Records excerpted from a collection
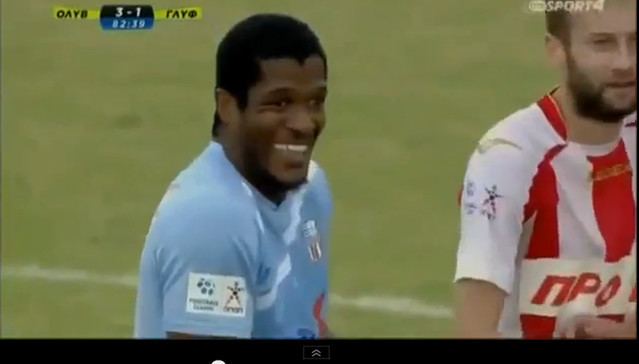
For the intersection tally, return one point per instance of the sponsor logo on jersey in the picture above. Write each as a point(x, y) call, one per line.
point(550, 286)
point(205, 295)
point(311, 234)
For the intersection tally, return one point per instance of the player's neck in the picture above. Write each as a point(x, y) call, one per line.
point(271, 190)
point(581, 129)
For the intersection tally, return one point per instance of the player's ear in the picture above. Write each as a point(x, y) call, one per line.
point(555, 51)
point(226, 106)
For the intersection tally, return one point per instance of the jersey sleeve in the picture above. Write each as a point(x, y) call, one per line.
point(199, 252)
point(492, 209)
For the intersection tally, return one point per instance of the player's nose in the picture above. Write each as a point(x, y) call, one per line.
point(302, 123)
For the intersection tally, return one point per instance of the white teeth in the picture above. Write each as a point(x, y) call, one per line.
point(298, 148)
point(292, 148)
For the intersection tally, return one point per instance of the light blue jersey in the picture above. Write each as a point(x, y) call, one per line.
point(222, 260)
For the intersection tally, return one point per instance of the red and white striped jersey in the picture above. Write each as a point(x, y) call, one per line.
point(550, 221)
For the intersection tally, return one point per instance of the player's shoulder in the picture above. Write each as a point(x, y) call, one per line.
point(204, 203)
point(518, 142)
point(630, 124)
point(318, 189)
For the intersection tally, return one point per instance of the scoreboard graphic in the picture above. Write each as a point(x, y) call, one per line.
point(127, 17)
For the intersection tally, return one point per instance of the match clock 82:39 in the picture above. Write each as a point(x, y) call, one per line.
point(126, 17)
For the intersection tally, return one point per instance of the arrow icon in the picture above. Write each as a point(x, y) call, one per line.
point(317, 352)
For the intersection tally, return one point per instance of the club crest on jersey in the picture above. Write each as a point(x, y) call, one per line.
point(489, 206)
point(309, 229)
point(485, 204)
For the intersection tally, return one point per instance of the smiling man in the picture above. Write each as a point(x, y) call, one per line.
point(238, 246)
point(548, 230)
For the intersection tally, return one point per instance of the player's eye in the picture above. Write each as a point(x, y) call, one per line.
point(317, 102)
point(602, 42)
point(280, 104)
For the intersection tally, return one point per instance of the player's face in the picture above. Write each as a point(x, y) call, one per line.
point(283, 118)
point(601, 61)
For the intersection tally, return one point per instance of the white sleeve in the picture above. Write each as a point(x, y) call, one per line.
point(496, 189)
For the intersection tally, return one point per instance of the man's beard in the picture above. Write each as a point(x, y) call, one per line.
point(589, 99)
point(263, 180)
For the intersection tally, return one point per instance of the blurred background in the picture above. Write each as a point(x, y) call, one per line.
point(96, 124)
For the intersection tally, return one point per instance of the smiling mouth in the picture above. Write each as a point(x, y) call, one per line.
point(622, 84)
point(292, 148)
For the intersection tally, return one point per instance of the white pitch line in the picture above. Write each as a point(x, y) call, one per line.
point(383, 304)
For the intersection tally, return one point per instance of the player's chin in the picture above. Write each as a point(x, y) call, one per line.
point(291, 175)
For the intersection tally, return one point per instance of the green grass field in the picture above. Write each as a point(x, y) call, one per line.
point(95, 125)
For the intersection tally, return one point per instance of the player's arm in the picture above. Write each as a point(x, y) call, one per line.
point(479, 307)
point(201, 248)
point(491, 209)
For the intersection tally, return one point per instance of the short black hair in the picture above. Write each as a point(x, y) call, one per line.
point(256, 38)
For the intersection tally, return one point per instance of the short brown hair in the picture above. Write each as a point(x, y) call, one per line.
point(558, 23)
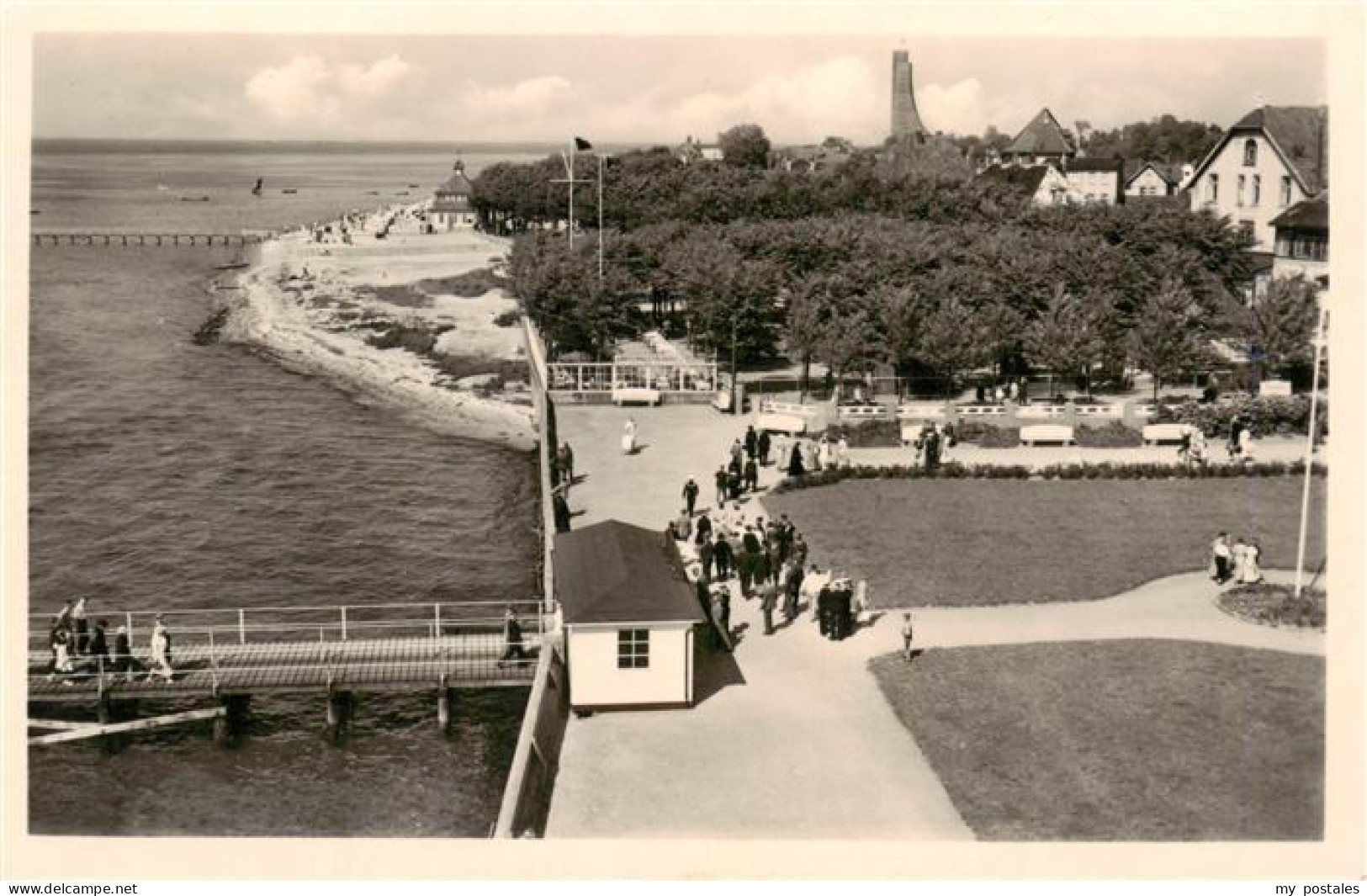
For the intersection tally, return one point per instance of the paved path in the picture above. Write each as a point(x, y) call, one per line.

__DIRECTIONS__. Although the records include pictures, the copy should reproduce every line exactly and none of the pictures.

__SOLUTION FOR THIS PROBLEM__.
For the intersection tally, return one point per instance of the sponsor logo on jersey in the picture above. Write each as a point(x, y) call, one per line.
point(550, 286)
point(205, 295)
point(311, 234)
For the intersection tally, return one point per instance of the player's neck in the picture above. Write each as a point(x, y) call, one per line.
point(271, 190)
point(581, 129)
For the intersection tally, return one point per instance of the player's ear in the picture above. Write each as a point(x, y) call, one per line.
point(555, 51)
point(226, 106)
For the intersection tally, return one point per instance of the jersey sleeve in the picture above. Write each as a point(x, y) call, one per line.
point(199, 252)
point(492, 209)
For the intersection tally, return one point per instance of the player's nose in the picture above. Write each as a point(x, y) call, one per line.
point(302, 123)
For the intersection tally, return one point per instance of the white teeth in the picture above. Write each as a point(x, y) call, one per line.
point(298, 148)
point(292, 148)
For the intersection tally, return one point per instance of the light blue jersey in the picture above. Write each as a point(x, y) call, one per line.
point(222, 260)
For the intersection tally, return one point per instance of the red and white striped jersey in the picture above. Write each as a point(x, y) call, one per line.
point(550, 221)
For the intersection tally, return one point per instance of the player's shoulder in the picture above. Write each as a point(x, y) call, one per line.
point(204, 203)
point(518, 142)
point(630, 124)
point(318, 189)
For the intersection tally, return one point per instance of the scoreboard graphic in the picture above. Write each as a point(x, y) call, one per line.
point(127, 17)
For the intersection tally, return one point per instance of the match clock 82:39 in the picture above. Write each as a point(x, y) call, one per line.
point(126, 17)
For the intersection tally, return one point per instance of the arrow icon in the picture above. Write each as a point(x, y) call, one per line.
point(317, 352)
For the intersection tally, return one point per instance of the club crest on jersey in the picture above. Write each as a point(x, y) call, one per line.
point(489, 206)
point(309, 229)
point(485, 204)
For the intersection tally, return one point per instance of the smiling man in the picture above. Write each as a point(x, y) call, one per line.
point(238, 246)
point(548, 230)
For the intersection tally, return one point per instance of the player's eye in the picture above. Write each as a point(x, y) call, one per line.
point(317, 102)
point(602, 42)
point(280, 104)
For the intersection tally, return one point per instance of the player's face in the picture above. Write each as a point(x, y) call, one per line.
point(283, 118)
point(601, 61)
For the intersection tally, return one point per instance of the white sleeve in the picture above. Write each as a point(x, y) call, one per line.
point(496, 189)
For the intersection tally, return one point per instance of the man's beard in the picture above. Write each as a point(x, y) call, one per line.
point(589, 99)
point(263, 180)
For the intersection tally, return one point per instance of the blurred background in the picture above. Write each as a point(x, y) call, one per line.
point(96, 124)
For the intersection tally, return one point per instance of the smiling mouth in the picture above. Write each as a point(x, y) call, one per line.
point(622, 84)
point(292, 148)
For the intersection tally, return one point per instance of the white pitch line in the picture above. Write each as a point(x, y) call, one per line.
point(383, 304)
For the intersection tally, return one point per instance of the player's chin in the picture above. Write each as a point(x, y) call, one per line.
point(291, 175)
For the intersection tally, return one point per instance of the green grass field in the picture above. Write each as a point(x, y) call, one per line.
point(95, 125)
For the intersection tally, return one point per instance of the player's arm in the picture above. Write each as a point(x, y) call, one per line.
point(479, 307)
point(201, 248)
point(491, 209)
For the intersection tally, return one point per instance of the short black hair in the picture above. Write each as a point(x, y) call, one per line.
point(256, 38)
For the intersection tally, return one point per instance of the short brown hair in the picture above. Write each as a point(x, y) call, one per line.
point(558, 23)
For the intersection tally, return one point per instance of the paved path in the picture above. Write each as a point(x, y) call, one per line.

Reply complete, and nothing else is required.